## TRY IT:
Only one span of the listing below is wanted: the lines from the one with "pixel 356 1" through the one with "Category: dark green foliage", reproduced exactly, both ends kept.

··· EXTRACTED MATERIAL ···

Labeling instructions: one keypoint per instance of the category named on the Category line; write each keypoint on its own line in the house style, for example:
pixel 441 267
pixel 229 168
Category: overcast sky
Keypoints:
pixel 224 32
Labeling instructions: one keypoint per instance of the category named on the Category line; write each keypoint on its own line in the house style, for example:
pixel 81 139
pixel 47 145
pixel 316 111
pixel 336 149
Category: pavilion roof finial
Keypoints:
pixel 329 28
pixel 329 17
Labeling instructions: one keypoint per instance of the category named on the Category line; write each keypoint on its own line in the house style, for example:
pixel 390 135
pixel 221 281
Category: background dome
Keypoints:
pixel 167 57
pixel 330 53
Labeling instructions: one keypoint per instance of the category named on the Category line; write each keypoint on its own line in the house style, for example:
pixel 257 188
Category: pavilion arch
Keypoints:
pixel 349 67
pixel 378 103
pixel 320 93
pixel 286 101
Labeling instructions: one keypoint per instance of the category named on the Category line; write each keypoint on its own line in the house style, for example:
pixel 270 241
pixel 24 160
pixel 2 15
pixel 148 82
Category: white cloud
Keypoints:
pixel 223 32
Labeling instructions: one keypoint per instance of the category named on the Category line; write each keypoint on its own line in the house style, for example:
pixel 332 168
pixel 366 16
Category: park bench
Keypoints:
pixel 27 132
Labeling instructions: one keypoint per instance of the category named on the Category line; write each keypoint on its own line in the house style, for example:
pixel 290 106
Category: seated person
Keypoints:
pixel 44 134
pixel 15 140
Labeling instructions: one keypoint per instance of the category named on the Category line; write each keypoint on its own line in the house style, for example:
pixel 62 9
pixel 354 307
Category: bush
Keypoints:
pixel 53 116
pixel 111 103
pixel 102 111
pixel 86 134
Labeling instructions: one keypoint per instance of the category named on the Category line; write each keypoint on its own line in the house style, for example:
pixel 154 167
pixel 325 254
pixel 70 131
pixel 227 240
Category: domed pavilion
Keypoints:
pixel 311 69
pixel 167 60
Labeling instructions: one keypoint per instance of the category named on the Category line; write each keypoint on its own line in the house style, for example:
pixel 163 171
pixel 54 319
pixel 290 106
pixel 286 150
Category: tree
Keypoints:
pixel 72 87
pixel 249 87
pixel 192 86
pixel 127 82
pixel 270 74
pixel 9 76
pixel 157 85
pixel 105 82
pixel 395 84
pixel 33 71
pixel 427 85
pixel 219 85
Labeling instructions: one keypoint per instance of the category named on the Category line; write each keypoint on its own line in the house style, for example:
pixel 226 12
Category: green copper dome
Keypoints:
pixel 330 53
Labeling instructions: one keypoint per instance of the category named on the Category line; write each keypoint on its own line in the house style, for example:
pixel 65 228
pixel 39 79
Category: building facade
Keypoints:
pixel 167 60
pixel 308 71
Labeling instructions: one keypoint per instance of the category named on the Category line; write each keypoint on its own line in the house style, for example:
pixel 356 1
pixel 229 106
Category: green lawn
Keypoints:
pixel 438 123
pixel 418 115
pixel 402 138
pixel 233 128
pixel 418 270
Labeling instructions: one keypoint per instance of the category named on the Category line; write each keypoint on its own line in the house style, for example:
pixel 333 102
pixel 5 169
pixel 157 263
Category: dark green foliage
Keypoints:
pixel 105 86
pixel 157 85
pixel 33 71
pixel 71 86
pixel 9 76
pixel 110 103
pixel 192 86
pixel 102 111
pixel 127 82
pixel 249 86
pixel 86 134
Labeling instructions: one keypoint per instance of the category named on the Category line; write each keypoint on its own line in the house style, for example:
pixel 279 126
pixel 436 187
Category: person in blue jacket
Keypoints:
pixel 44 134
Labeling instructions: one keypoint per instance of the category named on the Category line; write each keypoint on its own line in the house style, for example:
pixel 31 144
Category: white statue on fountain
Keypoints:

···

## THE ANSWER:
pixel 356 1
pixel 229 106
Category: green lawn
Keypoints:
pixel 438 123
pixel 418 115
pixel 402 138
pixel 233 128
pixel 418 270
Labeling instructions: one keypoint per instance of the category named on the Category line; write each keypoint on its own line in the house style, for example:
pixel 333 102
pixel 5 169
pixel 157 263
Category: dark green foliage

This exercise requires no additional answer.